• **RECORD SET**:
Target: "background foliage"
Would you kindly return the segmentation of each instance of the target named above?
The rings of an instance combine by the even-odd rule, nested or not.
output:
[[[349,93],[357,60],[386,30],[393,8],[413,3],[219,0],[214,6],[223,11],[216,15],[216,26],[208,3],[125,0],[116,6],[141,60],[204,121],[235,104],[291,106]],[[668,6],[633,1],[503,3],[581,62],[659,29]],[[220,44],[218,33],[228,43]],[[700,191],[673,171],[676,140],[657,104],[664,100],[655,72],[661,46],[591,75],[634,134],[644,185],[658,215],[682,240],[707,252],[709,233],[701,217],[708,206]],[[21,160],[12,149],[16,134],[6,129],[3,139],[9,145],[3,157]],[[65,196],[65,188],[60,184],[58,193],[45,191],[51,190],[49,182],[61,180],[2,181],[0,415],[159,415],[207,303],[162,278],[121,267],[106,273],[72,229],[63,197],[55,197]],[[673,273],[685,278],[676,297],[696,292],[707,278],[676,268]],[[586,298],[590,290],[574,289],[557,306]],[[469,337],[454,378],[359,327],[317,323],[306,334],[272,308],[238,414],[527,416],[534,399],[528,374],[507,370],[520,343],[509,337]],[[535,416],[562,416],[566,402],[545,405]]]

• **REQUEST**: Please render the items above as a two-column CSV with the header item_text,answer and one row for each item. Put each item's text and its answer in a single quoted field, with every line break replaced by a space.

• **EXERCISE SOLUTION**:
item_text,answer
"Target: ""background foliage"" Would you kindly return the segmentation of each instance of the target named above? The rings of an instance combine by the even-odd rule, nested or not. output:","[[[349,93],[357,60],[386,30],[393,8],[413,3],[219,0],[214,6],[223,11],[216,15],[216,26],[208,3],[125,0],[116,6],[141,60],[204,121],[235,104],[291,106]],[[668,6],[633,1],[503,3],[581,62],[659,29]],[[220,44],[218,33],[228,43]],[[700,191],[673,171],[676,140],[657,104],[664,100],[655,72],[661,46],[591,75],[634,134],[644,185],[658,215],[682,240],[707,252],[709,233],[701,217],[708,206]],[[21,160],[12,149],[16,134],[6,129],[3,139],[9,145],[3,157]],[[65,196],[65,188],[60,184],[58,193],[45,191],[51,190],[49,182],[61,180],[2,181],[0,415],[159,415],[207,303],[162,278],[121,267],[106,273],[72,229],[63,197],[55,197]],[[673,273],[685,278],[676,297],[696,292],[707,278],[676,268]],[[586,298],[590,290],[574,289],[557,306]],[[469,337],[454,378],[359,327],[317,323],[306,334],[272,308],[238,414],[527,416],[534,399],[528,374],[507,370],[520,343],[509,337]],[[535,416],[562,416],[566,402],[545,405]]]"